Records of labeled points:
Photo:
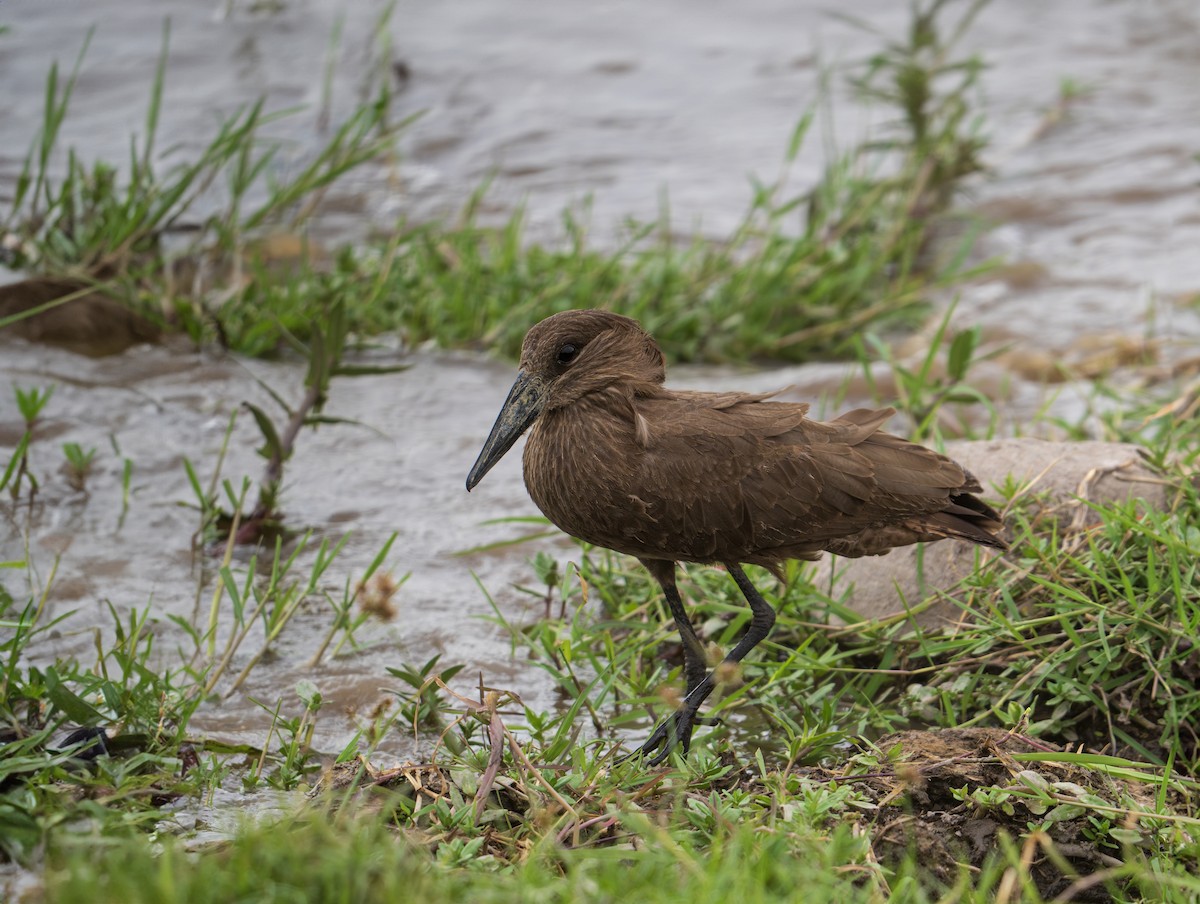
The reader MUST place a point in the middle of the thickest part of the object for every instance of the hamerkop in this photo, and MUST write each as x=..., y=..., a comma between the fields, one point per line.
x=616, y=459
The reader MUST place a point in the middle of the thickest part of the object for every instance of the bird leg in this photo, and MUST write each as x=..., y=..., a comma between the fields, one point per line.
x=694, y=663
x=676, y=729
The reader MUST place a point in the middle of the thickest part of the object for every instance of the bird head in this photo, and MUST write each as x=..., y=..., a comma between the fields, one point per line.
x=563, y=359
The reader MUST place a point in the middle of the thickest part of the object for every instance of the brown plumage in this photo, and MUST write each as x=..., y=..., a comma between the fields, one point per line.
x=619, y=461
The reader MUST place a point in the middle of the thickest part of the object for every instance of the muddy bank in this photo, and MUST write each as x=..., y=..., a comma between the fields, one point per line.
x=402, y=471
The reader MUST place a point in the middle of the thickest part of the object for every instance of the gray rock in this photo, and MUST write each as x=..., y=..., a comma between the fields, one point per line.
x=1060, y=476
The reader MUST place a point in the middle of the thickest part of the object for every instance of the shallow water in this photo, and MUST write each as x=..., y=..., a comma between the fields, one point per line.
x=627, y=103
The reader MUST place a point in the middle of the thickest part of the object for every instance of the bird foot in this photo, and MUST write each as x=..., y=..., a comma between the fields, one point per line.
x=673, y=731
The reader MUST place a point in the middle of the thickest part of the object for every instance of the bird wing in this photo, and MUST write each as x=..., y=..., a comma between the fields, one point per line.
x=737, y=477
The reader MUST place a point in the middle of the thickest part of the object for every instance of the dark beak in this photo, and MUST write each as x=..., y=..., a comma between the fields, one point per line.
x=521, y=408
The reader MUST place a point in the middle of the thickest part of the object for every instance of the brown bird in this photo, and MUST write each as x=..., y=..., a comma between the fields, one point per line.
x=616, y=459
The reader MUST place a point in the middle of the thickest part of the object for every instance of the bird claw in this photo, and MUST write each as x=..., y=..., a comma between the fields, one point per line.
x=673, y=731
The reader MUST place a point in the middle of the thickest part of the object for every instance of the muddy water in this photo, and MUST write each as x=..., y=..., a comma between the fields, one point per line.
x=1095, y=204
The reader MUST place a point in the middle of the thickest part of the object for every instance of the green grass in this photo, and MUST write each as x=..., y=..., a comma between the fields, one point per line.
x=797, y=280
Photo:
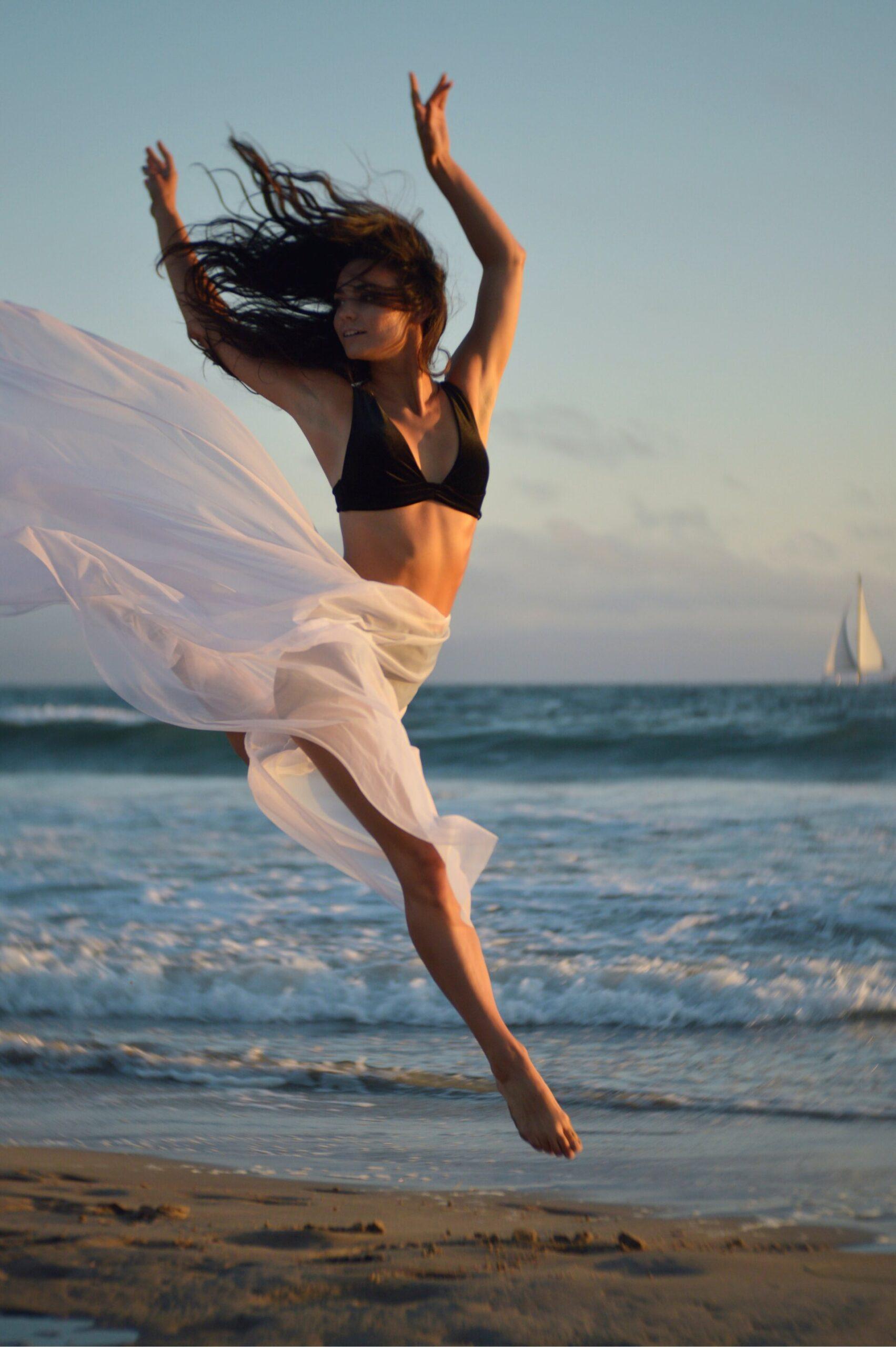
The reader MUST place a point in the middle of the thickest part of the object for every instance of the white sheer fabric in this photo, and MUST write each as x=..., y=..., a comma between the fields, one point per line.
x=205, y=595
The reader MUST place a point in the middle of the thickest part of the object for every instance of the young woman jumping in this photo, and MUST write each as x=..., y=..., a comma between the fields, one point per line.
x=205, y=593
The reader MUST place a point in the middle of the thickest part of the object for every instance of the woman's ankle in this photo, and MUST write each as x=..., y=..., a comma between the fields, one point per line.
x=507, y=1059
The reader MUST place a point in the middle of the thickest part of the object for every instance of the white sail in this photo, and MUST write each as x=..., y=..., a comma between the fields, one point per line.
x=840, y=658
x=871, y=659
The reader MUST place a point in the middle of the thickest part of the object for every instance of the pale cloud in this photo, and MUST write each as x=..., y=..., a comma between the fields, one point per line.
x=537, y=489
x=575, y=433
x=650, y=602
x=871, y=532
x=682, y=519
x=803, y=545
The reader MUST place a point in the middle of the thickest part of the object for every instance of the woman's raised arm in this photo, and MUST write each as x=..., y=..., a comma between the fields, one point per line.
x=480, y=360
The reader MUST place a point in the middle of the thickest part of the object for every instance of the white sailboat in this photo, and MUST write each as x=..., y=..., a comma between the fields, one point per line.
x=868, y=658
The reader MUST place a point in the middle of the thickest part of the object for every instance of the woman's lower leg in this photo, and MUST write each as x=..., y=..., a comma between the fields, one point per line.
x=453, y=956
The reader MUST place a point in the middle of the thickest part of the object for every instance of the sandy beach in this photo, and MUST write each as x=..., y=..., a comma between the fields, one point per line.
x=186, y=1253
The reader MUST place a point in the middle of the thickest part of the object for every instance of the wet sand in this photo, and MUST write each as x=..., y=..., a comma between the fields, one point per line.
x=188, y=1253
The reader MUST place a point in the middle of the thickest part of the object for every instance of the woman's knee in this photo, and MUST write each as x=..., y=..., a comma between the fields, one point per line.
x=424, y=876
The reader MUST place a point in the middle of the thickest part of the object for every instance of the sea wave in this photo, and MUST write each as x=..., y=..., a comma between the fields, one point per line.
x=548, y=733
x=632, y=990
x=30, y=1055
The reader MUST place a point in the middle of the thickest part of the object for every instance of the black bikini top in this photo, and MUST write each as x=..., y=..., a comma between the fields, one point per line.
x=382, y=473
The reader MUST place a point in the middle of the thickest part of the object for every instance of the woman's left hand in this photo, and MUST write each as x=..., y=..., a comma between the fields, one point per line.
x=430, y=122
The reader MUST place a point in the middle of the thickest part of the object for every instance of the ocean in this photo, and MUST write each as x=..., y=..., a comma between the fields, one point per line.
x=689, y=920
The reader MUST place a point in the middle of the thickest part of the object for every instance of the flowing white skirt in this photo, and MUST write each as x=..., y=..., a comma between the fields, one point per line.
x=207, y=596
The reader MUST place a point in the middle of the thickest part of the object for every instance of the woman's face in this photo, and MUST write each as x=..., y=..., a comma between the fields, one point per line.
x=364, y=324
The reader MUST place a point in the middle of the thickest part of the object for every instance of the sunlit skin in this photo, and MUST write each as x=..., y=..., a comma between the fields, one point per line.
x=424, y=547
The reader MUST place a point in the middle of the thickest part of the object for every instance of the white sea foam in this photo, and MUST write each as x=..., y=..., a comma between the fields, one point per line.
x=268, y=985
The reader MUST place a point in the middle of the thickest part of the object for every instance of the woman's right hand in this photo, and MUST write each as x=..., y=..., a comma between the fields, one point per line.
x=161, y=181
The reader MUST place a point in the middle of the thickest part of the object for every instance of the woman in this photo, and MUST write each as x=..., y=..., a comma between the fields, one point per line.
x=204, y=592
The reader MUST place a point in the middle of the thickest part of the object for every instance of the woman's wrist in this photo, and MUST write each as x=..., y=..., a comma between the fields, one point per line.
x=441, y=169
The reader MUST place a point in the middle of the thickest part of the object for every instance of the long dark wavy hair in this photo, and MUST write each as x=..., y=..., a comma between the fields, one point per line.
x=282, y=268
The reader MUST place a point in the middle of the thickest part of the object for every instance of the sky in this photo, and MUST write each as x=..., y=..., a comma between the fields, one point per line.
x=692, y=455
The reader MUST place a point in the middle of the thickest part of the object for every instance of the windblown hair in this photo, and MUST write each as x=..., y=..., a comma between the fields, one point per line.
x=285, y=267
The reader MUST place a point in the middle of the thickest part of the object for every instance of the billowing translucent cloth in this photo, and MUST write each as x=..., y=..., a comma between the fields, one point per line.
x=207, y=596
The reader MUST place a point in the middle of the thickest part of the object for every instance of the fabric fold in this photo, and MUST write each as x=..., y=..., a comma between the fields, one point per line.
x=205, y=595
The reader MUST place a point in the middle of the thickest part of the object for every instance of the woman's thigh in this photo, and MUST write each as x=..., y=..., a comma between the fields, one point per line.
x=405, y=852
x=414, y=860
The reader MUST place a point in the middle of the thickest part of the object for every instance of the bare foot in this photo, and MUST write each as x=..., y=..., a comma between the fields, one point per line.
x=538, y=1115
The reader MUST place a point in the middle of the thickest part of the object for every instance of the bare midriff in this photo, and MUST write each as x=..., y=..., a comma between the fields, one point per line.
x=425, y=547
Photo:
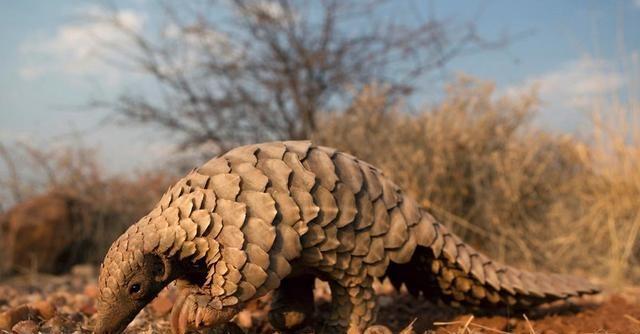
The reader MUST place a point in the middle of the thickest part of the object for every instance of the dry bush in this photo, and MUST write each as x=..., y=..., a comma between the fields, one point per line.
x=103, y=205
x=522, y=195
x=601, y=227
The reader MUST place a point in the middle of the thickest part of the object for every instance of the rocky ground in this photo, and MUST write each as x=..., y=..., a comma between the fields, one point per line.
x=65, y=304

_The task_.
Rewrite the lines between the one containing "the woman's left" and the one containing "x=441, y=169", inclusive, as a JSON list of strings with one string per line and blank lines omitted.

_Response below_.
[
  "The reader MUST place a point in the middle of the thickest part of the object for every instance of the woman's left hand in this photo, and MUST write each as x=..., y=..., a comma between the fields, one point per line.",
  "x=430, y=122",
  "The reader MUST place a point in the middle of the thickest part of the object for every instance of the ocean in this photo, and MUST write each as x=..., y=..., a comma between the fields, one point per line.",
  "x=689, y=920",
  "The reader MUST place a point in the middle of the thickest part of the object for every instance of the flowing white skirt in this photo, and MUST write each as x=..., y=..., a comma between the fields, one point per line.",
  "x=207, y=596",
  "The reader MUST place a point in the middle of the thickest part of the object for every instance of the woman's face in this photo, and MUST write each as x=..., y=..., a comma between the fields, one point per line.",
  "x=364, y=324",
  "The reader MUST place a point in the middle of the thickest part of the object for every instance of the sunlit skin in this photo, and MUST write each as x=..., y=..., a comma between the fields, one point per line.",
  "x=424, y=547",
  "The reader MUST place a point in the middle of the thickest part of the object for every instance of the white sea foam in this photo, and MUST write each as x=..., y=..., a comma between the fields, one point per line.",
  "x=268, y=985",
  "The reader MUST place a point in the middle of the thickest part of the object for every instance of the woman's right hand in this photo, and MUST write each as x=..., y=..., a comma between the fields, one point per line.",
  "x=161, y=181",
  "The reader MUST place a point in the middle of the thickest part of the object for every instance of the woman in this photo, and MUST write each as x=..., y=..., a comma between the fields, one point per line.",
  "x=204, y=592",
  "The reader MUST place a point in the middle of the thickest part of the object for every instance of the woman's wrist in this photo, and MUST write each as x=..., y=..., a comma between the fields, one point per line.",
  "x=441, y=169"
]